[EXERCISE DETAILS]: Carry on the blog post about losing five more pounds to fit into newly bought fall clothes, writing onward from its final sentence.

[EXCERPT PROVIDED]:
□ □ □ □ □ □ □
Just a few more pounds . . .

Saturday, August 29, 2015

Eternal vigilance is the price of liberty. 

And I would add that eternal vigilance is the price of keeping weight off!

I lost 30 pounds in the first five months of this year. Since the end of May I've been gaining and losing the same two pounds. I really want to lose another five pounds to fit into two dresses and a coat I've bought for the fall.

Most experts counsel you never to buy something that you have to lose weight to fit into. Buy for your current size, they suggest. This is good advice, but I've found I've lost out when I've waited.

I'm very picky about my clothing since I began Project 333. If I'm going to only have 33 items in my closet, I'm going to make sure I love them. And once I narrow my choices down to the right color, style, and fabric, there usually isn't too much to pick from. Best to get them when the getting's good.

I found a beautiful dress by Eileen Fisher last winter in a really pretty charcoal. She usually does everything in black and I don't do black. But I thought I'd wait to buy it until I lost a little more weight. Yep, you guessed it. By the time I lost the weight, it was sold out.

So even though they're a little snug, I snatched up these items before it was too late. (Just so you know, I have scrolled through literally hundreds of dresses online to find just one perfect one. Hey, if I only get to have a couple in my wardrobe, I want to love them.)

These are the items I need to lose the extra 5 pounds for . . . 

I got this from Pendleton in the navy, 30% off. I'll wear with a cardy or jacket. This will be a wardrobe staple.

I got this in navy from Nordstrom. So hard to find a dress with coverage of arms, knees, and décolleté, and still stylish.  I'll be able to wear this to lots of different functions.

From J. Crew. So excited to finally find a pink coat, I didn't want to wait for it to go on sale, because I know the pink or my size wouldn't be available. But, using eBates, I still was able to get it for 35% off, with cash back.
□ □ □ □ □ □ □
[Records from a data collection]

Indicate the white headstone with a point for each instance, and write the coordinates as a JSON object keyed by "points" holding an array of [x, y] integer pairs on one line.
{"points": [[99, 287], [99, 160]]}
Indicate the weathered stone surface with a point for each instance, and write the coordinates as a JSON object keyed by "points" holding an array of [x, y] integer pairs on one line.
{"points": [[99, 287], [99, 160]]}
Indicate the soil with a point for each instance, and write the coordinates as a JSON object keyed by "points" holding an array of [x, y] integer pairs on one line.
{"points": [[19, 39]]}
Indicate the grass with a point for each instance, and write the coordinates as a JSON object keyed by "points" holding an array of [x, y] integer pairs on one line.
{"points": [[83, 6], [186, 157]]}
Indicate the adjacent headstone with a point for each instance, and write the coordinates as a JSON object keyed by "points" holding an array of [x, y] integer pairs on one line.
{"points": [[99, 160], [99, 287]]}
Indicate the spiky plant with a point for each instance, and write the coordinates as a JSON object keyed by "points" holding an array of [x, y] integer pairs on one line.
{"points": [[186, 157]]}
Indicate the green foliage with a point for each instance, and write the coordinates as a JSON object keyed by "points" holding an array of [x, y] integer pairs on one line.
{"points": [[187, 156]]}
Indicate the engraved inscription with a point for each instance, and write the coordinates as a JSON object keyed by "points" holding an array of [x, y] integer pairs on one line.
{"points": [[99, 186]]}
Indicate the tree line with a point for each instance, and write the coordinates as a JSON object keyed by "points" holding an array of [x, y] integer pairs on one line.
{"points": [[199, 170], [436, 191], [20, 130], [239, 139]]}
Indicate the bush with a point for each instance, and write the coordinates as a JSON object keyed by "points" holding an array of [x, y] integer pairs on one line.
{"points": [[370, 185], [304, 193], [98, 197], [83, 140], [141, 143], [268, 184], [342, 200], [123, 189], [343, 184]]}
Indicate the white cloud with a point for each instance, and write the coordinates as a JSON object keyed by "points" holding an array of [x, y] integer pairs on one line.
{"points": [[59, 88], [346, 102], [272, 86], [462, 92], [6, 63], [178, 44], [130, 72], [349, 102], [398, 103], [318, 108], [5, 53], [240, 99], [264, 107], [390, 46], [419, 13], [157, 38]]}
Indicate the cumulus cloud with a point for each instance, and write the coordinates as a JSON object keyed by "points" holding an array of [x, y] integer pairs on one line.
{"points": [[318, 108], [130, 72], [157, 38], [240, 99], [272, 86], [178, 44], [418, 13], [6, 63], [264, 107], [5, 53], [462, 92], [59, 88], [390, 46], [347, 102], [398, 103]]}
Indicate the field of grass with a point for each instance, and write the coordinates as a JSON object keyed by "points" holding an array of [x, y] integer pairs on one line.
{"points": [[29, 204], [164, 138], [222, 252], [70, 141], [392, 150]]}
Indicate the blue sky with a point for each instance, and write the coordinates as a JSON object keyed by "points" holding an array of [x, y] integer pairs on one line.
□ □ □ □ □ □ □
[OUTPUT FOR THIS TASK]:
So, these are my incentives for the final five pounds.

I just have to gear myself up for it. It is a mental game. It is a state of mind.

You know how everyone says it takes 30 days to form a new habit? Hmm . . . I don't know. I gave up sugar for more than thirty days, but I sure haven't lost my taste for it. And we're heading into the fall season, which always equals, to me, homemade apple crisps, pumpkin muffins, gingerbread, etc.


I'm determined not to gain this weight back. I worked too hard to get here. 

With apologies to Thomas Jefferson (who may or may not have originally penned this famous saying), eternal vigilance is needed. It's so easy to slack off, get lazy, think that an extra helping won't make much difference . . . 

The only thing necessary for the triumph of evil (FAT) is for good men (ME) to do nothing (EAT COOKIES). -- Edmund Burke

(Sometimes I worry that my silly sense of humor might not come across very well on paper.)

Hope you're all having a good weekend. Here in Michigan, I'm enjoying the beginning of my favorite time of year. The windows are open, the humidity is low, temperatures are moderate -- just lovely!!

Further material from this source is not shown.